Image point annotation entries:
*****

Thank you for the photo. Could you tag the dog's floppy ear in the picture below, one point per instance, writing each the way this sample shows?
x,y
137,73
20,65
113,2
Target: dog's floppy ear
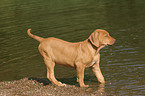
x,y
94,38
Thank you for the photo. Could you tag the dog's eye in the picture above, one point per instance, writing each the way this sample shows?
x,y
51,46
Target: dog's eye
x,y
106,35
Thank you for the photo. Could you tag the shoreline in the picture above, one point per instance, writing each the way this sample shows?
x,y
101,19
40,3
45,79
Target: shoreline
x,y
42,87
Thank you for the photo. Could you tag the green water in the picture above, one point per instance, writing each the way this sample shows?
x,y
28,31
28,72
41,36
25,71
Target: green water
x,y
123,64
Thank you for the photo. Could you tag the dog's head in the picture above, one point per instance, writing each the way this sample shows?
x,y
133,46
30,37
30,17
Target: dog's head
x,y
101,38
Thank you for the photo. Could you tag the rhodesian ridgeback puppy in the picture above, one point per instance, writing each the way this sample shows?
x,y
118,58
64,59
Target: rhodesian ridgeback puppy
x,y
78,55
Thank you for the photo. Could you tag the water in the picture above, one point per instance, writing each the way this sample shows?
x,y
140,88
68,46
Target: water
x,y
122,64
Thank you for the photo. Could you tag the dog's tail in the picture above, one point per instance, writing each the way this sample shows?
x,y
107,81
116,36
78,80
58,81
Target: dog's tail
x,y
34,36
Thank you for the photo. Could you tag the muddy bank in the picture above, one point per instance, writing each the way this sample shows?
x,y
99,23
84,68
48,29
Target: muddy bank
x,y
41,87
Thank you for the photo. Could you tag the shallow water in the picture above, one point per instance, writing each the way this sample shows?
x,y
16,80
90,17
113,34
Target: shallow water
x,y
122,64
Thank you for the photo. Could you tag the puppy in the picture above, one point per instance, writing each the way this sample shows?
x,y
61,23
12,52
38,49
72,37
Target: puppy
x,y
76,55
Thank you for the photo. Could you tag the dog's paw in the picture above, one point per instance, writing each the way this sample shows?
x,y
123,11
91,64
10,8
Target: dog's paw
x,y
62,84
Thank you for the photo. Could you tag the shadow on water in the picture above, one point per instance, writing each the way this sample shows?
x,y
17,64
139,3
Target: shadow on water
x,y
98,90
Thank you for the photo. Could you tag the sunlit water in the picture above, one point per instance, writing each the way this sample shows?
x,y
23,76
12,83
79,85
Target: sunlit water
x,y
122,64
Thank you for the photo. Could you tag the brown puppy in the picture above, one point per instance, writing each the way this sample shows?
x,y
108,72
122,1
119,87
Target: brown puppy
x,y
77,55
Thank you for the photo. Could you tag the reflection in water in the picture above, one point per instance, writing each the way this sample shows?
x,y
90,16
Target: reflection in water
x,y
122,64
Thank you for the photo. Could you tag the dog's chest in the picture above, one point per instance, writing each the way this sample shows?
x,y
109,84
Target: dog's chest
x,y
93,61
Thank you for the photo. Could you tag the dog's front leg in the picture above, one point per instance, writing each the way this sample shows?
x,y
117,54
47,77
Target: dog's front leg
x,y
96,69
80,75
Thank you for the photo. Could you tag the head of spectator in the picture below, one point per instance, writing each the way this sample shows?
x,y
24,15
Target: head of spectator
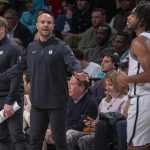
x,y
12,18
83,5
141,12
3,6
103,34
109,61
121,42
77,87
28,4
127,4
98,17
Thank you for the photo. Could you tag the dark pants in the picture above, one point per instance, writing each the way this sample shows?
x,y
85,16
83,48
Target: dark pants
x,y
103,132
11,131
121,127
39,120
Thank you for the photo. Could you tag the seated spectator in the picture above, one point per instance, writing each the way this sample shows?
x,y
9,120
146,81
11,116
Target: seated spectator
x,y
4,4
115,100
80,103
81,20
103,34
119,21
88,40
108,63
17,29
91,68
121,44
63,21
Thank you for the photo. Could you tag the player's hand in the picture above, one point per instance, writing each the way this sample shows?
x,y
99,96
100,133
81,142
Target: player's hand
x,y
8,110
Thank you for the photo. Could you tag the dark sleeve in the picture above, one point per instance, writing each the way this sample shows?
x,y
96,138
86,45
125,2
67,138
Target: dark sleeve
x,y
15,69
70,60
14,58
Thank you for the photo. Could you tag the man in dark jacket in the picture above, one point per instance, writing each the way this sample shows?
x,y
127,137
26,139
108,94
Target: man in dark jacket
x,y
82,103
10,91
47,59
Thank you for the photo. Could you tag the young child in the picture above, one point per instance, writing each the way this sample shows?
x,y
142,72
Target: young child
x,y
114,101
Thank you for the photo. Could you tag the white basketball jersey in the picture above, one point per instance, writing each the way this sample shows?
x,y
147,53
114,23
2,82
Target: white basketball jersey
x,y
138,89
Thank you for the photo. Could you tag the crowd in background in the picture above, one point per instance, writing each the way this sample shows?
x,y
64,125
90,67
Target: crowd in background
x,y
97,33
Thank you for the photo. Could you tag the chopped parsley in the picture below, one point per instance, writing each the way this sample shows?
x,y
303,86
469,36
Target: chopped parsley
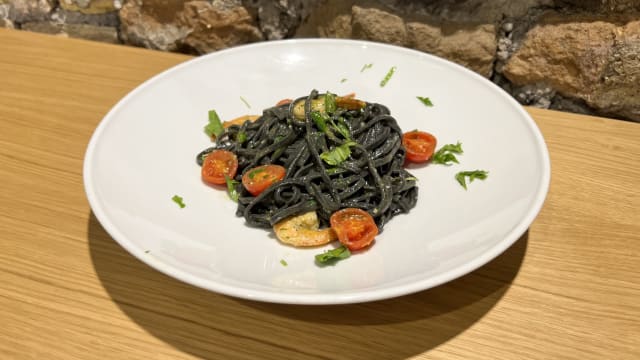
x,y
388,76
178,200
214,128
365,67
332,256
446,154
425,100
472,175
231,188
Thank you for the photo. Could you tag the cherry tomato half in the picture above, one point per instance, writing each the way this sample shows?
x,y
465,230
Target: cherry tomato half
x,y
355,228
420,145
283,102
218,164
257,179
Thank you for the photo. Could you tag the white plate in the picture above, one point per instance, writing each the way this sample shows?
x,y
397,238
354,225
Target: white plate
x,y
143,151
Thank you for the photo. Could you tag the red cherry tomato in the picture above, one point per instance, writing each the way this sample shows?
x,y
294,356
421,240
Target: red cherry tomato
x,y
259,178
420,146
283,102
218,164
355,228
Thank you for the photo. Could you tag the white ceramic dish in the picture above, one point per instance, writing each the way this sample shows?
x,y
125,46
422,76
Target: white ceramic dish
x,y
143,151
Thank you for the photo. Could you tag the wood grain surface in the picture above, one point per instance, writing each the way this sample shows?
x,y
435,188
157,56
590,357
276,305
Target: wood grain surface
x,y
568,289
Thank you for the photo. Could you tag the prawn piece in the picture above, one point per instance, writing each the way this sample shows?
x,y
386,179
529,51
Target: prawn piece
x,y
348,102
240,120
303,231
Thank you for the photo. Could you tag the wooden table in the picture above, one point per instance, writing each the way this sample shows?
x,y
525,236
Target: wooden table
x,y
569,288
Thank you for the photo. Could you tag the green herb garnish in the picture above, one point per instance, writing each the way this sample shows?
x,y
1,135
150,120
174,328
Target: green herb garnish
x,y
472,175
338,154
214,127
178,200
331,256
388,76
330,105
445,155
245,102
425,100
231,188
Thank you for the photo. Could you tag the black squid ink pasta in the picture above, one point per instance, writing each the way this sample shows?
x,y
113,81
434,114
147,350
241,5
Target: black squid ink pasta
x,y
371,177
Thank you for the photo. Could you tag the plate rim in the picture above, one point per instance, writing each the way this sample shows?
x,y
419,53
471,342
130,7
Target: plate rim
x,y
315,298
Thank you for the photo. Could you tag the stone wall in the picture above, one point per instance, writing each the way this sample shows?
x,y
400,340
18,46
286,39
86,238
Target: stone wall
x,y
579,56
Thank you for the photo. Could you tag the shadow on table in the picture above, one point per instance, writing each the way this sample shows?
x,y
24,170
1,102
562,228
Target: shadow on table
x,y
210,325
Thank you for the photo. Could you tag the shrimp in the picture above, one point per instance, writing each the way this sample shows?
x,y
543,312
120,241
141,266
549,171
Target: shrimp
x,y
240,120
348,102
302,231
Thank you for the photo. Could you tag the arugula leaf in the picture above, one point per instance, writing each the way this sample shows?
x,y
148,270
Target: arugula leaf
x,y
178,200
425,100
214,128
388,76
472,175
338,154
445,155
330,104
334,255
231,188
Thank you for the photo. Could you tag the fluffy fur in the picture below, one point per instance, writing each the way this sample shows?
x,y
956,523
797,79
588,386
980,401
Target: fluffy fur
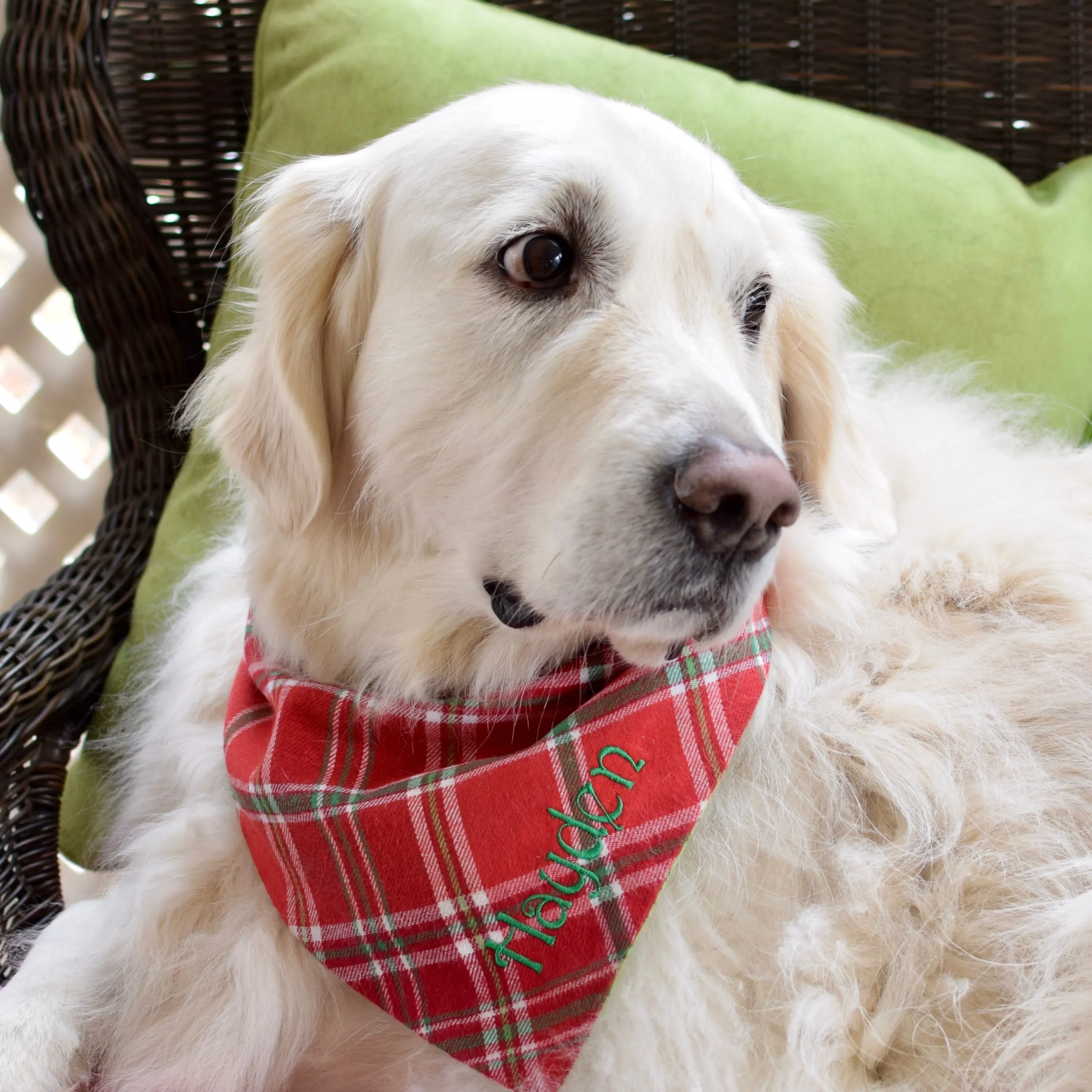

*****

● **What you are asked to do**: Revise the listing from the line containing "Thank you for the photo. Could you tag the shrimp" through the end of the listing, both included, replacing "arugula leaf" with "spinach leaf" and keeping everything else unchanged. Leave the picture out of your answer.

● **Answer**:
Thank you for the photo. Could you tag the shrimp in the picture above, one point per instance, writing each the way this sample shows?
x,y
543,312
120,241
141,266
549,171
Target: shrimp
x,y
240,120
348,102
302,231
Thank you for the photo. Could you tag the spinach leaf in the picture above, one point per instance, writing each the way this sample shows?
x,y
148,270
Target: spinach leaf
x,y
178,200
425,100
214,128
388,76
472,175
338,154
445,155
330,104
334,255
231,188
Thank you for the photo. Could you tag the fluffy fur in the picture below, one point per instance, writing each the way this sample shows?
x,y
956,523
797,79
588,386
980,401
Target: fluffy fur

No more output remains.